**** 本文
イラン・イラク戦争中、サッダームの命令で一兵士としてイラク陸軍に入隊したが、軍当局の計らいで、危険な前線からは遠ざけられ、ほとんど軍の任務には参加しなかった。ウダイが前線に行くところ必ず、イラク軍参謀総長アブドゥルジャッバール・シャンシャール大将が同行した。ある時、サッダームとウダイが、イラン軍との最前線に現れた。サッダームはウダイにイラン軍を攻撃せよと命じ、シャンシャール大将の説得も空しくウダイは戦闘ヘリで飛び立ち、イラン軍とおぼしき一群を攻撃した。後に判明したところでは、ウダイがミサイルで攻撃した一群はイラン軍では無く、味方であるはずのイラク軍の部隊であった。

そのような失態は伏せられ、バアス党プロパガンダ機関は、ウダイが前線で勇敢に戦い、イラン軍を撃退したという旨の写真、記事を発表し続けた。
********
**** 抜粋データ
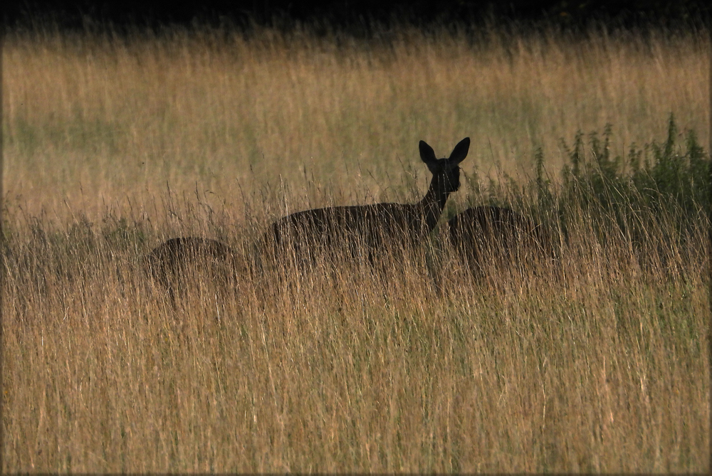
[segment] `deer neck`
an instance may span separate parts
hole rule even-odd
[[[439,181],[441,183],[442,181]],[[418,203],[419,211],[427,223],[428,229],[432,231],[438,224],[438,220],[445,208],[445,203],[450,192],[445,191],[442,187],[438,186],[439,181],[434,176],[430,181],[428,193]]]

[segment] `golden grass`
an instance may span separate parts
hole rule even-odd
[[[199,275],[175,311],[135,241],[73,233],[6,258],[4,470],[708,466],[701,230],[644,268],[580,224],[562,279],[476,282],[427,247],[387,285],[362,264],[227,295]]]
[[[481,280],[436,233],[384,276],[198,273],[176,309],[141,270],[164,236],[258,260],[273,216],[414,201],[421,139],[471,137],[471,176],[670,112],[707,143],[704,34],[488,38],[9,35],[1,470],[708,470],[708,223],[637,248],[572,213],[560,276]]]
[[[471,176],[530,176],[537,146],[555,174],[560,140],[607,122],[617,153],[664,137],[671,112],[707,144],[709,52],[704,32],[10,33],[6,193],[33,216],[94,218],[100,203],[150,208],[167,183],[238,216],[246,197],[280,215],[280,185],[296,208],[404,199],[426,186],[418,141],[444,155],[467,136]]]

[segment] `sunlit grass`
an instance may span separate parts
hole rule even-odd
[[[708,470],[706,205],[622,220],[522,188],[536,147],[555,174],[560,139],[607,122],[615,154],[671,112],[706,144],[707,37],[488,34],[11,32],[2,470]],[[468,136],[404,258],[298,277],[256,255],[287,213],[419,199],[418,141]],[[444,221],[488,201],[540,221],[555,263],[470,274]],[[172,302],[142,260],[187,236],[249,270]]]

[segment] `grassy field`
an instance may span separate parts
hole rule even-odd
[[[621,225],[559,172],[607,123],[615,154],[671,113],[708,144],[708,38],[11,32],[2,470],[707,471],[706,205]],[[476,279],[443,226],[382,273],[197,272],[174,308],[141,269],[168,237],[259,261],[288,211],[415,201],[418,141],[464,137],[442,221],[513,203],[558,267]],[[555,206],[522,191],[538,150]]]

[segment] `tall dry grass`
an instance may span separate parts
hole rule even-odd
********
**** 抜粋データ
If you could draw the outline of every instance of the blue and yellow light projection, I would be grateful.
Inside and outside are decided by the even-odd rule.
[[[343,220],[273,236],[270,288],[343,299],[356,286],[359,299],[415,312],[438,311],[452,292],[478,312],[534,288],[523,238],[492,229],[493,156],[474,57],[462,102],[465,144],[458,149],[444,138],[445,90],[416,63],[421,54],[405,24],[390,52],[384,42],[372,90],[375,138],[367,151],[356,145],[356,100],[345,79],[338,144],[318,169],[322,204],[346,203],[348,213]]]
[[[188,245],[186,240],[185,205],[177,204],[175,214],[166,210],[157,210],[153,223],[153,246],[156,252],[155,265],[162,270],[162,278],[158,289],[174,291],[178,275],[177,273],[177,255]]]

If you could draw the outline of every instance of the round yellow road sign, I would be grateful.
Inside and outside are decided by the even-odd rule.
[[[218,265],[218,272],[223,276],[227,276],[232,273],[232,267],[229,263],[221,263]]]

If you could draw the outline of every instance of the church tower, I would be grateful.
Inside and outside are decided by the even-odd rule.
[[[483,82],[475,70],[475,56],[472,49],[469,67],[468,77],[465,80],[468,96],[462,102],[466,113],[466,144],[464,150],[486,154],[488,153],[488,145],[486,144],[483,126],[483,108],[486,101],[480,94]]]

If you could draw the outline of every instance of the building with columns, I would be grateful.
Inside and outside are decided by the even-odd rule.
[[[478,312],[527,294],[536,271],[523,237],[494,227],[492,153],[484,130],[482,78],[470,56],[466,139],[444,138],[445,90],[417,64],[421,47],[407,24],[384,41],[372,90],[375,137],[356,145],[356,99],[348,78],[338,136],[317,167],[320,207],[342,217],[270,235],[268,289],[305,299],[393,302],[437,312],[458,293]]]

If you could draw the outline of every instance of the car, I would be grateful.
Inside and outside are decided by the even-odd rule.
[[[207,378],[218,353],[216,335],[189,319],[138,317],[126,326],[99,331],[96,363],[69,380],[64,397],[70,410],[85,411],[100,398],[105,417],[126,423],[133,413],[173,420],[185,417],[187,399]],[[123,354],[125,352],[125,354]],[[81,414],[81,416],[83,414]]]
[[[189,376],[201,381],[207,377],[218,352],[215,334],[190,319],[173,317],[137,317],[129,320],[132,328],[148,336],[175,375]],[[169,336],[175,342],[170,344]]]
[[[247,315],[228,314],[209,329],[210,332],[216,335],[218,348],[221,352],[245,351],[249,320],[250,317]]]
********
作業項目 1: 本文によると、ウダイが前線に行くとき必ず同行したのは誰か。
作業項目 2: 本文のうち「イラン・イラク戦争中、」で始まる段落を、主な事実を残して短くまとめよ。
作業項目 3: ウダイの従軍を扱った本文を、最後の文の後から書き継げ。
エントリは本文とは別の資料である。

解答 1: イラク軍参謀総長アブドゥルジャッバール・シャンシャール大将。

解答 2: イラン・イラク戦争中、ウダイはサッダームの命令で一兵士としてイラク陸軍に入隊したが、軍当局の計らいで危険な前線から遠ざけられ、軍の任務にはほとんど参加しなかった。前線に行くときは必ずシャンシャール参謀総長が同行した。あるとき最前線でサッダームに命じられ、大将の説得を聞かずに戦闘ヘリからイラン軍とおぼしき一群をミサイルで攻撃したが、後にそれは味方のイラク軍部隊だったと判明した。

解答 3:
1986年、サッダームはウダイを政界進出と青年層の掌握、スポーツ外交を通じて、後継者として世界に認知させるために、青年省の傘下にある「イラク・オリンピック委員会」の会長に任命した。ウダイは翌年に青年省を廃省し、イラク・オリンピック委員会が同省の権限を引き継いだ。巨大な権力と地位の足がかりを手に入れた。
殺人

1988年8月、エジプトホスニー・ムバーラク大統領夫人スーザーン・ムバーラクがイラクを訪問。スーザーンとサージダ・ハイラッラーは意気投合し、二人はこの夜、迎賓館で眠りについた。迎賓館のすぐ近くには、豪華なゲストハウスがあり、そこではサッダームの信任厚い側近のカーミル・ハンナ・ジョジョが仲間と共にイラン・イラク戦争終結を祝う宴会を開いていた。ウダイは別のゲストハウスに住んでいたが、サージダとスーザーンが宴会での大音量の音楽と、酔った勢いで銃を空に向けて発砲した音で起きてしまうと、護衛の一人に静かにするようにと伝令させたが、宴会の騒ぎは収まらず、個人秘書ザファール・ムハンマド・ジャービルや護衛と共に騒ぎを止めに出かけた。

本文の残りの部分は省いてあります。